Task to carry out:
Read the data and repeat it in full, exactly.

Task input:
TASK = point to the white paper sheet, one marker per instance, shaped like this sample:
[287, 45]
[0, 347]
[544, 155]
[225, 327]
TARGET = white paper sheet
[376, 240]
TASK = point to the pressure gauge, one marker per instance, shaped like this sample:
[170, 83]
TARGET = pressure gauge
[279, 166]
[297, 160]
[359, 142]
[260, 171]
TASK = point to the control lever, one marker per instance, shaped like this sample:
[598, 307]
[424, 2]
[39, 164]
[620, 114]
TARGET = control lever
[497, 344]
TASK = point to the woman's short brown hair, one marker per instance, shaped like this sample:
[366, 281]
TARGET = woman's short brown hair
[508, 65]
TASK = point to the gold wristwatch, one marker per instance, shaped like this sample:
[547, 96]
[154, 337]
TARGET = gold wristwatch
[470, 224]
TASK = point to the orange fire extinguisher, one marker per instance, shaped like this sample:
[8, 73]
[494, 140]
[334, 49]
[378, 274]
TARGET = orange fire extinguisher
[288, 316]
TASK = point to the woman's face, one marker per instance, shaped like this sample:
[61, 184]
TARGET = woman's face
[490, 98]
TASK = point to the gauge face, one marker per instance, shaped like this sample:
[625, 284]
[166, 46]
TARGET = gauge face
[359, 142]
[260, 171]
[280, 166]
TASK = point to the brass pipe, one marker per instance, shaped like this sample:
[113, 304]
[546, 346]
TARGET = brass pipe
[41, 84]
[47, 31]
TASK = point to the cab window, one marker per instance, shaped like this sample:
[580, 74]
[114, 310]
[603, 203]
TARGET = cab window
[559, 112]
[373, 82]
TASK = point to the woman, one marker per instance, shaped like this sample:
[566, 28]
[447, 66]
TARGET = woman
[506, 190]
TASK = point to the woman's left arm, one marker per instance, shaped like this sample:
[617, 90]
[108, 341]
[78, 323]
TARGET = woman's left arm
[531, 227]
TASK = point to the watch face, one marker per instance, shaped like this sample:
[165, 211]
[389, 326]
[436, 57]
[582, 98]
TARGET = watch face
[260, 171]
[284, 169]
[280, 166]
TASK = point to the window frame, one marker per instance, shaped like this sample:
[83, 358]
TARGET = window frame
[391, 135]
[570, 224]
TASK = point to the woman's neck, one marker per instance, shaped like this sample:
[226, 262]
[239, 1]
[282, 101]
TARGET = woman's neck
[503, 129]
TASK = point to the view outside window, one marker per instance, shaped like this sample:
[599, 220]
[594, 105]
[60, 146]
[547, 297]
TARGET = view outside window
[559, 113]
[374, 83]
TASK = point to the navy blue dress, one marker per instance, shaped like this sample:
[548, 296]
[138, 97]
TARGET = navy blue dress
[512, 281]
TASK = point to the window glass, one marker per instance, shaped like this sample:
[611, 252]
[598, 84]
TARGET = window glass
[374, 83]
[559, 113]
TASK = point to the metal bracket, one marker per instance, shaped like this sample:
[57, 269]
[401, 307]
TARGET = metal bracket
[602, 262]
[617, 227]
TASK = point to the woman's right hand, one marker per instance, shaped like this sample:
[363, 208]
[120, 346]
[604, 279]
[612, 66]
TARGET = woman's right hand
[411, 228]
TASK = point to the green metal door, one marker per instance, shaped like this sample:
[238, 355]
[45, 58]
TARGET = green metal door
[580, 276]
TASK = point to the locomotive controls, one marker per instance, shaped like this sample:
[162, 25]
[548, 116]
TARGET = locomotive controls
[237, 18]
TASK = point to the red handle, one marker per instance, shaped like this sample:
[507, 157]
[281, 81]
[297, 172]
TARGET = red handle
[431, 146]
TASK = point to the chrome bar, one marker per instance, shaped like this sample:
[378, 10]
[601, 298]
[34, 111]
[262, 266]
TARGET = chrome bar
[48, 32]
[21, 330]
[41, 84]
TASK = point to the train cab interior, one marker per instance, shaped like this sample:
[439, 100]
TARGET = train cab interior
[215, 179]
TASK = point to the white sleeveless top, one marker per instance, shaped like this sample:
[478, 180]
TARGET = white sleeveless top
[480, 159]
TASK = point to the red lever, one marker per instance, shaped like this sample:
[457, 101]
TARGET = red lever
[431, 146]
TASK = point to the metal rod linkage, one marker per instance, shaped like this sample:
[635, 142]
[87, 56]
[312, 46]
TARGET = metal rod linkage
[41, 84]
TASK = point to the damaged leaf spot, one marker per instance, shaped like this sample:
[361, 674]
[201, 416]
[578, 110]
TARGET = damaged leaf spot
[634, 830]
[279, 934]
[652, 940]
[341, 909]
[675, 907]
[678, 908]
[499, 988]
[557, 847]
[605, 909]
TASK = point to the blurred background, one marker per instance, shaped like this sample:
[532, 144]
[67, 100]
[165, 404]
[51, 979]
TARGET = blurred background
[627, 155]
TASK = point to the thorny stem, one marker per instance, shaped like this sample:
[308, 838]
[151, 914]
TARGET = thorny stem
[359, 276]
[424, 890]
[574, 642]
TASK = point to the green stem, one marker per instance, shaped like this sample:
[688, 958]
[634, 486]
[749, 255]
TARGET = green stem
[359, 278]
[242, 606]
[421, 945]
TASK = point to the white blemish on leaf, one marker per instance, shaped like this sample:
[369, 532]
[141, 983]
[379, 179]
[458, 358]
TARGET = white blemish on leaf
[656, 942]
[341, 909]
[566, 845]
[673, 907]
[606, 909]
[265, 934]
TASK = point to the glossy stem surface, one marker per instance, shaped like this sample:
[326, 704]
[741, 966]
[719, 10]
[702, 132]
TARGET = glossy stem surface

Full solution:
TASK = point to the white paper sheet, one marker per instance, shaped like this sample:
[287, 45]
[0, 347]
[544, 155]
[225, 327]
TARGET = white paper sheet
[376, 240]
TASK = point to the pressure gauge, one marker per instance, shaped like this sample:
[170, 83]
TARGET = pressure gauge
[279, 166]
[297, 160]
[359, 142]
[260, 171]
TASK = point to the control lever, one marker per instance, shaped like this sample:
[598, 307]
[424, 2]
[39, 164]
[620, 114]
TARGET = control lever
[497, 344]
TASK = point to the woman's short brown hair, one marker per instance, shaped like this sample:
[366, 281]
TARGET = woman's short brown hair
[508, 65]
TASK = point to the gold wristwatch, one marker per instance, shaped like this sample:
[547, 96]
[154, 337]
TARGET = gold wristwatch
[470, 224]
TASK = point to the orange fire extinguisher, one marker per instance, shaped like this sample:
[8, 73]
[494, 140]
[334, 49]
[378, 274]
TARGET = orange fire extinguisher
[288, 316]
TASK = point to the woman's face, one marker per instance, shaped like this sample:
[61, 184]
TARGET = woman's face
[490, 98]
TASK = point to the gauge face, one marker per instance, shaped like this sample:
[625, 284]
[166, 46]
TARGET = gauge face
[359, 142]
[260, 171]
[280, 166]
TASK = point to the brass pipe, one marker per instance, shaped like this sample:
[113, 304]
[546, 346]
TARGET = brass pipe
[41, 84]
[47, 31]
TASK = point to the cab window, one marker per instance, shaped like this sample:
[580, 74]
[114, 310]
[603, 203]
TARGET = cab window
[559, 112]
[373, 82]
TASK = point to the woman, one marker per instance, shaped like this sample:
[566, 28]
[447, 66]
TARGET = woman
[506, 190]
TASK = point to the woman's left arm, one marker per instance, shaped like this sample:
[617, 90]
[108, 341]
[78, 323]
TARGET = woman's left arm
[531, 227]
TASK = point to the watch face, one marker per instance, shaped like this sample:
[165, 211]
[389, 326]
[436, 57]
[582, 98]
TARGET = watch face
[260, 171]
[284, 169]
[280, 166]
TASK = point to the window frame, one marker per instance, shaped like this sample:
[83, 358]
TARGET = window frame
[391, 135]
[570, 224]
TASK = point to the woman's neck, one marker per instance, shaped like this sample:
[226, 262]
[239, 1]
[282, 101]
TARGET = woman's neck
[503, 129]
TASK = point to the view outside window, one marker per instance, shaped like this sample:
[599, 220]
[594, 105]
[60, 146]
[547, 297]
TARGET = view outside window
[559, 113]
[374, 83]
TASK = point to the navy blue dress, one marker per instance, shaped like this sample:
[548, 296]
[138, 97]
TARGET = navy blue dress
[512, 281]
TASK = point to the window glass, one marker per instance, shaped like this sample:
[611, 252]
[598, 84]
TARGET = window glass
[374, 83]
[559, 113]
TASK = point to the metal bracket, one marker per instance, shaped like this sample:
[57, 269]
[401, 307]
TARGET = metal bracket
[602, 262]
[617, 227]
TASK = point to the woman's right hand, one marker per instance, shaped like this sample:
[363, 208]
[120, 346]
[604, 279]
[612, 66]
TARGET = woman's right hand
[411, 228]
TASK = point to the green metal door, one marker per instance, shaped like this sample:
[238, 355]
[45, 58]
TARGET = green metal door
[580, 276]
TASK = point to the locomotive controls, one marker per instance, shaped like this sample:
[162, 25]
[548, 116]
TARGET = locomotive controls
[237, 18]
TASK = point to the red handle, one marker per instance, shaped like this sample:
[507, 157]
[281, 81]
[297, 172]
TARGET = red handle
[431, 146]
TASK = point to the chrome bar, one marker per instance, shaped like this sample:
[378, 10]
[601, 298]
[34, 111]
[262, 266]
TARGET = chrome bar
[48, 32]
[21, 330]
[41, 84]
TASK = point to the train cab interior, one marker per instance, shaped like this sample:
[439, 100]
TARGET = train cab interior
[215, 179]
TASK = point to the white sleeveless top, one marker per instance, shaped like this sample:
[478, 180]
TARGET = white sleeveless top
[480, 159]
TASK = point to the red lever, one marker per instance, shaped like this sample:
[457, 101]
TARGET = red lever
[431, 146]
TASK = point to the metal rod linkage, one marker per instance, shaped like this sample:
[635, 142]
[87, 56]
[312, 46]
TARGET = metal rod linkage
[41, 84]
TASK = point to the damaged leaf spot, one marker per instance, shaped like this sample:
[361, 674]
[201, 416]
[578, 110]
TARGET = damaged leaf spot
[634, 830]
[279, 934]
[652, 940]
[341, 909]
[675, 907]
[678, 908]
[499, 988]
[557, 847]
[605, 909]
TASK = point to the blurred background, one marker per instance, shaped like this sample:
[532, 144]
[67, 100]
[165, 404]
[51, 979]
TARGET = blurred background
[627, 155]
TASK = point to the thorny stem, one marker per instance, shaped like this sample:
[308, 838]
[151, 914]
TARGET = thorny stem
[359, 276]
[424, 890]
[574, 642]
TASK = point to the green stem, one marker per instance, shaped like this sample:
[688, 958]
[634, 486]
[749, 255]
TARGET = green stem
[359, 278]
[242, 606]
[421, 945]
TASK = point to the white blemish on leaf, one marker per instance, shaped like this sample:
[369, 532]
[141, 983]
[379, 179]
[458, 358]
TARGET = white blemish on leaf
[656, 942]
[341, 909]
[566, 845]
[673, 907]
[606, 909]
[265, 934]
TASK = point to the glossy stem surface, one marker per instance, shaped like this sample:
[326, 704]
[741, 966]
[719, 10]
[702, 132]
TARGET = glossy stem surface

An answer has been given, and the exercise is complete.